Stated problem |
Reproduce the listing verbatim from the line containing "the black boot." through its last line, inclusive.

Supplied data |
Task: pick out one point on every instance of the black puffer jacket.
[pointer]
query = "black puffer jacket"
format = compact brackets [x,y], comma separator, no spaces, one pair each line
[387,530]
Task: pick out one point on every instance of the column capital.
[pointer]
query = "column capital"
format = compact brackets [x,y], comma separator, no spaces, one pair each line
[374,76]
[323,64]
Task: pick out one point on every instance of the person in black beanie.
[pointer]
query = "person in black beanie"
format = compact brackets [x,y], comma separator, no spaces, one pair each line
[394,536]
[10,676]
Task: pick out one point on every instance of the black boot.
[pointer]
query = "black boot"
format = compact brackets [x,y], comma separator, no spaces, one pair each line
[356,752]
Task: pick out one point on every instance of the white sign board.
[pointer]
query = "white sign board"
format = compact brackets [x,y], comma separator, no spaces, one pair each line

Answer to the exercise |
Task: pick out one point on every instance of the black boot.
[pointer]
query = "black boot"
format = compact brackets [x,y], comma separator, no spaces, one pair each line
[356,752]
Task: pick out one point on every instance of the white sign board.
[pointer]
query = "white sign board"
format = compact brackets [x,y], comma separator, no spaces, one pair each line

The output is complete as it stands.